§ WORK TO DO: Write out exactly, please, the lines from the one containing "target: flower bed" to the end of the material.

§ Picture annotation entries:
|---|
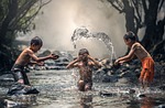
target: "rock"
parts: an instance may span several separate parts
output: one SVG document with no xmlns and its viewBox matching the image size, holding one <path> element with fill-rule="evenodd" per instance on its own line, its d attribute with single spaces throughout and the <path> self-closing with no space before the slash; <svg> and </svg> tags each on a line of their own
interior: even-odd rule
<svg viewBox="0 0 165 108">
<path fill-rule="evenodd" d="M 8 95 L 12 96 L 12 95 L 29 95 L 29 94 L 38 94 L 40 91 L 32 87 L 32 86 L 26 86 L 26 85 L 22 85 L 19 83 L 13 84 L 9 90 L 8 90 Z"/>
</svg>

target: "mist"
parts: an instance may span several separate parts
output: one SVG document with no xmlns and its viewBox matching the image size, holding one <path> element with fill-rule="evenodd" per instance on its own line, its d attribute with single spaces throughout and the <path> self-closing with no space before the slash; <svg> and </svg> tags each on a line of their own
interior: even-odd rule
<svg viewBox="0 0 165 108">
<path fill-rule="evenodd" d="M 40 36 L 44 48 L 53 51 L 75 51 L 87 47 L 95 57 L 109 55 L 106 45 L 98 40 L 79 40 L 74 50 L 70 37 L 74 30 L 86 26 L 91 33 L 105 32 L 114 46 L 117 56 L 125 53 L 123 14 L 119 14 L 110 3 L 99 0 L 52 0 L 34 20 L 35 30 L 21 40 Z"/>
</svg>

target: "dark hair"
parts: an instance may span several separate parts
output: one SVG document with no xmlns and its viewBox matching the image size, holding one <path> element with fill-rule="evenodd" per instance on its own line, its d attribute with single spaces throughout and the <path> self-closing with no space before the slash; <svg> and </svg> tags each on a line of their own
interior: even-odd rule
<svg viewBox="0 0 165 108">
<path fill-rule="evenodd" d="M 43 41 L 38 37 L 38 36 L 35 36 L 31 40 L 31 45 L 43 45 Z"/>
<path fill-rule="evenodd" d="M 124 40 L 132 40 L 132 41 L 136 41 L 136 36 L 134 35 L 134 33 L 132 31 L 129 31 L 124 36 Z"/>
<path fill-rule="evenodd" d="M 81 50 L 79 50 L 78 55 L 81 55 L 81 54 L 88 54 L 89 55 L 89 52 L 87 48 L 81 48 Z"/>
</svg>

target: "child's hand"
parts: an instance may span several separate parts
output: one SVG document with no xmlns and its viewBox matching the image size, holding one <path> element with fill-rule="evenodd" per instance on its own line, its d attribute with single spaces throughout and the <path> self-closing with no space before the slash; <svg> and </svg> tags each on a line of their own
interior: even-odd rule
<svg viewBox="0 0 165 108">
<path fill-rule="evenodd" d="M 37 62 L 36 64 L 40 65 L 40 66 L 43 66 L 44 62 Z"/>
<path fill-rule="evenodd" d="M 114 65 L 119 65 L 119 60 L 116 60 Z"/>
<path fill-rule="evenodd" d="M 53 58 L 53 60 L 57 60 L 58 57 L 59 57 L 58 55 L 51 54 L 51 58 Z"/>
</svg>

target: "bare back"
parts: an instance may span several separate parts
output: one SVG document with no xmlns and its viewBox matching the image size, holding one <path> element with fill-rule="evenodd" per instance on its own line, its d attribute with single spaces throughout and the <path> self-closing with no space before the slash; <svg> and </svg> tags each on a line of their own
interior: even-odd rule
<svg viewBox="0 0 165 108">
<path fill-rule="evenodd" d="M 87 64 L 79 62 L 77 64 L 78 68 L 79 68 L 79 75 L 80 75 L 80 79 L 82 80 L 92 80 L 92 63 L 88 62 Z"/>
<path fill-rule="evenodd" d="M 18 60 L 15 61 L 15 64 L 19 64 L 19 65 L 26 65 L 30 60 L 31 60 L 31 56 L 30 56 L 30 52 L 33 53 L 32 50 L 30 50 L 29 47 L 25 48 L 18 57 Z"/>
<path fill-rule="evenodd" d="M 134 50 L 134 54 L 138 56 L 139 60 L 151 57 L 147 51 L 138 42 L 135 42 L 131 48 Z"/>
</svg>

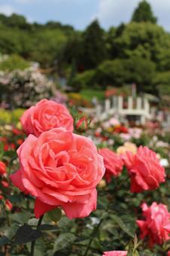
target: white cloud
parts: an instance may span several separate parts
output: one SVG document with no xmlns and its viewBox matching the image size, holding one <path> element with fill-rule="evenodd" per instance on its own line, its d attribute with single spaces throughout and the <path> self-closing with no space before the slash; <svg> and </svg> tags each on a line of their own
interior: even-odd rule
<svg viewBox="0 0 170 256">
<path fill-rule="evenodd" d="M 13 8 L 13 6 L 9 5 L 0 5 L 0 13 L 5 14 L 7 16 L 10 16 L 14 14 L 16 10 Z"/>
<path fill-rule="evenodd" d="M 102 25 L 108 28 L 118 26 L 121 22 L 130 20 L 134 9 L 141 0 L 99 0 L 98 10 L 93 15 L 92 20 L 98 18 Z M 159 23 L 170 29 L 170 1 L 147 0 L 151 5 Z"/>
<path fill-rule="evenodd" d="M 30 2 L 34 2 L 35 0 L 15 0 L 15 2 L 20 4 L 27 4 Z"/>
</svg>

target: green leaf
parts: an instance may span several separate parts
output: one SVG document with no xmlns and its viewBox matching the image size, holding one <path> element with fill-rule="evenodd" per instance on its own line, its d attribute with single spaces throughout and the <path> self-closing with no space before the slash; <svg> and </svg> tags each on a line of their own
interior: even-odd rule
<svg viewBox="0 0 170 256">
<path fill-rule="evenodd" d="M 62 250 L 71 245 L 75 240 L 75 236 L 70 233 L 62 233 L 56 239 L 53 245 L 53 253 L 55 251 Z"/>
<path fill-rule="evenodd" d="M 126 227 L 126 224 L 123 222 L 122 219 L 117 215 L 111 215 L 111 218 L 113 221 L 114 221 L 119 227 L 124 231 L 126 234 L 128 234 L 131 237 L 134 237 L 134 234 L 132 234 L 130 230 Z"/>
<path fill-rule="evenodd" d="M 35 241 L 41 235 L 39 230 L 33 230 L 29 225 L 20 227 L 15 235 L 14 242 L 17 245 Z"/>
<path fill-rule="evenodd" d="M 22 194 L 18 195 L 8 196 L 7 197 L 11 203 L 21 203 L 24 198 Z"/>
<path fill-rule="evenodd" d="M 62 218 L 62 211 L 59 208 L 56 208 L 53 210 L 48 212 L 47 215 L 50 221 L 57 222 Z"/>
<path fill-rule="evenodd" d="M 6 245 L 9 242 L 10 242 L 10 239 L 7 236 L 3 236 L 0 238 L 0 246 Z"/>
<path fill-rule="evenodd" d="M 12 239 L 17 230 L 19 225 L 17 224 L 13 224 L 9 228 L 8 228 L 4 235 L 8 239 Z"/>
<path fill-rule="evenodd" d="M 58 229 L 59 227 L 53 226 L 53 225 L 49 225 L 49 224 L 42 224 L 38 227 L 39 230 L 53 230 Z"/>
<path fill-rule="evenodd" d="M 31 217 L 31 213 L 29 212 L 17 212 L 10 215 L 10 218 L 20 224 L 24 224 L 28 221 Z"/>
</svg>

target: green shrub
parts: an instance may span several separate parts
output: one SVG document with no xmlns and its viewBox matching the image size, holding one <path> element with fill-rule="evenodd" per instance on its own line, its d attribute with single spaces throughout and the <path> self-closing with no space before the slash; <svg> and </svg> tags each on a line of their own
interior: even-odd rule
<svg viewBox="0 0 170 256">
<path fill-rule="evenodd" d="M 29 63 L 17 54 L 11 56 L 0 62 L 0 70 L 13 71 L 15 69 L 24 70 L 29 67 Z"/>
<path fill-rule="evenodd" d="M 77 74 L 71 81 L 71 86 L 77 90 L 81 90 L 94 84 L 96 70 L 88 70 L 83 73 Z"/>
<path fill-rule="evenodd" d="M 24 111 L 23 108 L 16 108 L 14 111 L 0 108 L 0 124 L 17 124 Z"/>
</svg>

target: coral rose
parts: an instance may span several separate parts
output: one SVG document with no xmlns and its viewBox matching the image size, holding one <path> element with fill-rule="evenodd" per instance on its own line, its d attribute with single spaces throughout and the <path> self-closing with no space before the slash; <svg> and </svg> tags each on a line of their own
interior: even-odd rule
<svg viewBox="0 0 170 256">
<path fill-rule="evenodd" d="M 140 146 L 136 154 L 128 151 L 121 157 L 131 177 L 131 192 L 153 190 L 165 182 L 165 169 L 148 148 Z"/>
<path fill-rule="evenodd" d="M 127 151 L 131 151 L 133 154 L 137 152 L 137 147 L 135 144 L 126 142 L 123 146 L 120 146 L 117 149 L 117 153 L 120 155 L 126 154 Z"/>
<path fill-rule="evenodd" d="M 96 187 L 105 166 L 91 140 L 55 128 L 39 137 L 29 135 L 17 154 L 20 169 L 11 179 L 22 191 L 36 197 L 36 218 L 57 206 L 69 218 L 88 216 L 96 209 Z"/>
<path fill-rule="evenodd" d="M 71 132 L 74 130 L 68 110 L 53 100 L 41 100 L 23 113 L 20 121 L 24 131 L 35 136 L 53 128 L 64 127 Z"/>
<path fill-rule="evenodd" d="M 3 162 L 0 161 L 0 175 L 3 175 L 6 172 L 7 172 L 6 165 Z"/>
<path fill-rule="evenodd" d="M 107 181 L 110 182 L 111 176 L 117 177 L 121 173 L 123 162 L 120 156 L 108 148 L 101 148 L 98 151 L 104 158 L 105 178 Z"/>
<path fill-rule="evenodd" d="M 127 253 L 127 251 L 105 251 L 103 256 L 126 256 Z"/>
<path fill-rule="evenodd" d="M 144 203 L 141 205 L 144 221 L 138 220 L 136 223 L 141 230 L 141 238 L 149 237 L 149 245 L 162 244 L 170 239 L 170 213 L 166 206 L 153 203 L 148 207 Z"/>
</svg>

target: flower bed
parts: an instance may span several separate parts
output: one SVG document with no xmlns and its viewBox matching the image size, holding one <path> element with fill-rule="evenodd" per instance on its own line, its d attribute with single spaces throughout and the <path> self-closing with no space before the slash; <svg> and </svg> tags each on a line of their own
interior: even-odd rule
<svg viewBox="0 0 170 256">
<path fill-rule="evenodd" d="M 44 99 L 2 125 L 1 253 L 168 254 L 169 135 L 72 114 Z"/>
</svg>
|---|
§ RIGHT ANSWER:
target: flower bed
parts: an instance may span several separate parts
output: one SVG document with no xmlns and its viewBox matching the image size, holding one <path> element with fill-rule="evenodd" per instance on its own line, its d attribute with single spaces throughout and the <path> self-closing with no space before the slash; <svg> and </svg> tags each on a line of their own
interior: even-odd rule
<svg viewBox="0 0 170 256">
<path fill-rule="evenodd" d="M 44 99 L 2 125 L 1 253 L 168 254 L 169 135 L 72 114 Z"/>
</svg>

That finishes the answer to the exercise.